WHAT YOU NEED TO DO: Extract the records in full, leaving every picture out.

[start of MATERIAL TO PROCESS]

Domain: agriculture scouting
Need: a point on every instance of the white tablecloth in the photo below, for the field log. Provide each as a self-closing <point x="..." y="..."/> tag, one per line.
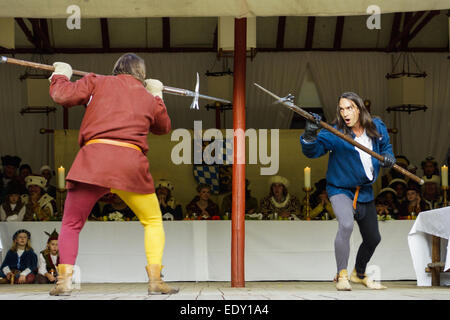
<point x="430" y="223"/>
<point x="200" y="250"/>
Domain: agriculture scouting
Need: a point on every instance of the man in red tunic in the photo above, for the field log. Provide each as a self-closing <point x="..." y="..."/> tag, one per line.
<point x="121" y="110"/>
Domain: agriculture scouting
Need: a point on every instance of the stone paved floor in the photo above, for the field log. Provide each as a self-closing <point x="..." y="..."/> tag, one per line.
<point x="299" y="290"/>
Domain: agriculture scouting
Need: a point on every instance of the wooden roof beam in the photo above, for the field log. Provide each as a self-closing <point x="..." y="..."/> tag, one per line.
<point x="408" y="23"/>
<point x="166" y="33"/>
<point x="33" y="40"/>
<point x="105" y="33"/>
<point x="281" y="32"/>
<point x="338" y="32"/>
<point x="423" y="23"/>
<point x="310" y="33"/>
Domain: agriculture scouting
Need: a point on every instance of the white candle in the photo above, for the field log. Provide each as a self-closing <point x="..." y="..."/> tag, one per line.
<point x="307" y="177"/>
<point x="444" y="174"/>
<point x="61" y="177"/>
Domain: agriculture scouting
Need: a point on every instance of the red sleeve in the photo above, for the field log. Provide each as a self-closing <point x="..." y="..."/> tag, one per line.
<point x="67" y="93"/>
<point x="161" y="124"/>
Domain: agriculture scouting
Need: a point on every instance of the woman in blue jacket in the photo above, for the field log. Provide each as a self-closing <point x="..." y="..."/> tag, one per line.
<point x="350" y="175"/>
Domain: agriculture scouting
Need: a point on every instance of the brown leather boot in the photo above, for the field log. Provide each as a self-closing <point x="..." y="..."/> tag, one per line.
<point x="342" y="283"/>
<point x="368" y="282"/>
<point x="155" y="284"/>
<point x="64" y="284"/>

[end of MATERIAL TO PROCESS]

ANSWER IN FULL:
Domain: agriculture scouting
Need: a point on every instance of the white tablecloth in the photo below, for the field log. Provide each as a self-closing <point x="..." y="..."/> tag, one per line.
<point x="430" y="223"/>
<point x="200" y="250"/>
Domain: agriculture scouting
Need: a point on every instance of the man in red tunic in the photo above, for the field log. Provide each as a self-closing <point x="..." y="..."/> tag, one per line.
<point x="121" y="110"/>
Domain: agriculture scouting
Need: a point on every instance of the stone paved floor in the photo above, for the field log. Provide each as a self-closing <point x="..." y="..."/> tag, one per line.
<point x="299" y="290"/>
Domain: agriculture scouting
Need: a point on every instance of the wooden roof beam in the photo above, for the field log. Provide each as a self-closing <point x="..." y="..."/> tag, one per line.
<point x="408" y="23"/>
<point x="166" y="33"/>
<point x="33" y="40"/>
<point x="105" y="33"/>
<point x="281" y="32"/>
<point x="338" y="32"/>
<point x="423" y="23"/>
<point x="310" y="33"/>
Domain: agriculture scouting
Need: a point on every instance of the white candle in the photo above, for the field log. Provide each as a self-closing <point x="..." y="..."/> tag, one per line.
<point x="307" y="177"/>
<point x="444" y="174"/>
<point x="61" y="177"/>
Domain: agriculture scouting
Need: a point on every instance of the red sleeve in the photo above, for the field log. Provide each as a self-closing <point x="..." y="..."/> tag, one per line.
<point x="67" y="93"/>
<point x="161" y="124"/>
Domain: agriculture scouting
Need: a point on every instance of the woman in blue jacket in the photo above, for the field log. Provide each as a self-closing <point x="..." y="..."/> tag, one per line.
<point x="350" y="175"/>
Domain: agriculture scouting
Need: a point on every instance of the brown leather boot in the photo above, for the field log. Provide each as a self-closing <point x="..." y="..."/> tag, one per line.
<point x="342" y="283"/>
<point x="368" y="282"/>
<point x="155" y="284"/>
<point x="64" y="284"/>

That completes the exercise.